• TASK REQUIREMENTS:
a. What three main parts of the process does the passage on preparing for a horse's passing name?
b. Resume the passage on preparing for a horse's passing, picking up after its last sentence.

There are three main parts of this process that we need to prepare for: before, during and after. All of these parts are unknown and unpredictable, so preparation actually looks a whole lot like accepting what is, being with our emotions in each moment, taking care of our herd, ourselves and our health, asking for help, and connecting with your horse communities well in advance about specific logistics in your area. I will tell you this straight up, preparing for a sudden or shocking passing is almost impossible, and this is where resources like good friends, vets and counselors are essential. You’re going to need people to support, love and care for you through your grief and shock, so you can show up for your horse, your herd, and yourself. 

I know this is all probably hard to read so I’m going to spend the next bit giving you my best guidance about these three phases, and maybe a few things will resonate for you and support you in your unique process. 

  1. Work with your grief. We all have pent up grief, which is actually love for those we have cared about and lost. It’s essential to allow this emotion to move and express. It’s natural to experience anticipatory grief before your horse’s passing, especially if you are witnessing a change or decline in health. After a death, letting yourself experience this emotion is healthy and important, and giving yourself time and space to feel is both hard and very helpful.
  2. Take care of you during this process – eat well, drink water, sleep when you are able, see your friends, connect with a therapist if needed. There are amazing therapists that work specifically with grief and loss.

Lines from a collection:
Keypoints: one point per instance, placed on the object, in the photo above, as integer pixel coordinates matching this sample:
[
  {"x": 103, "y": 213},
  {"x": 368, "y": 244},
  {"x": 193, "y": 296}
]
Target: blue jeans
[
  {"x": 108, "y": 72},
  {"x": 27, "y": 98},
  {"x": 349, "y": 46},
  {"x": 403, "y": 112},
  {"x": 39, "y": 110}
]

• TASK-BY-TASK OUTPUTS:
a. Before, during and after.

b.
  3. If anyone says “it’s just a horse” in an attempt to make you feel better (aka make you stop being emotional so they feel more comfortable), you have my permission to unfriend them immediately. This is your beloved family member and their passing is as challenging as the loss of any loved one, human or otherwise. 
  4. Work with an animal communicator or other professional if you need support around timing, fear, logistics or other unknown aspects of this transition. We are not meant to do this alone, and often your horse will have input on what they want or need.
  5. If you can, let your herd be with the body of their herd mate. This allows them to grieve naturally and process this loss in their own time. 
  6. Do what it takes to be there for your horse during their passing. As in life, you were their anchor, and so it is in this final transition. Do the emotional and mental work to be able to face this day together, for the love of your horse. 
  7. Research after-life options in your area well before any concrete plans are required. Talk with your veterinarian, barn owner and others to understand the steps in this process and to make a plan that feels good for you and your horse and herd. 
  8. Allow death to be a ritual. Collect mane hair to use as feels right, adorn your horse for their final transition, ask good friends of you and your horse to be a part of their passing so you don’t have to do it alone, sing a song, write a poem, have a painting commissioned or a photograph framed. Do whatever feels honouring for your horse and for your partnership and take the time you need with their body and the things that remind you of them. And yes, it is natural that all of this may feel painful and hard, but if you allow the wave of challenging emotion to move, your love for your horse and from your horse will be there waiting. 
  9. Consider adding some form of basic intuitive work/animal communication to your tool-kit – being able to connect and communicate with our animals, even in simple ways can be highly supportive. My online course Kinetic Communication shares a step-by-step process of learning how to do Applied Kinesiology to connect with your animals.
  10. If you need a little more support, you can buy my book Death Sucks: A Straight-up Guide to Navigating your Pet’s Final Transition on Amazon or you can listen to my Whole Horse Podcast episodes with Tara Davis, Betsy Vonda and Dr. Tracy Rainwaters. 

If you got through this list, well done, and if not, just keep this article around for when you’re feeling more ready and resourced.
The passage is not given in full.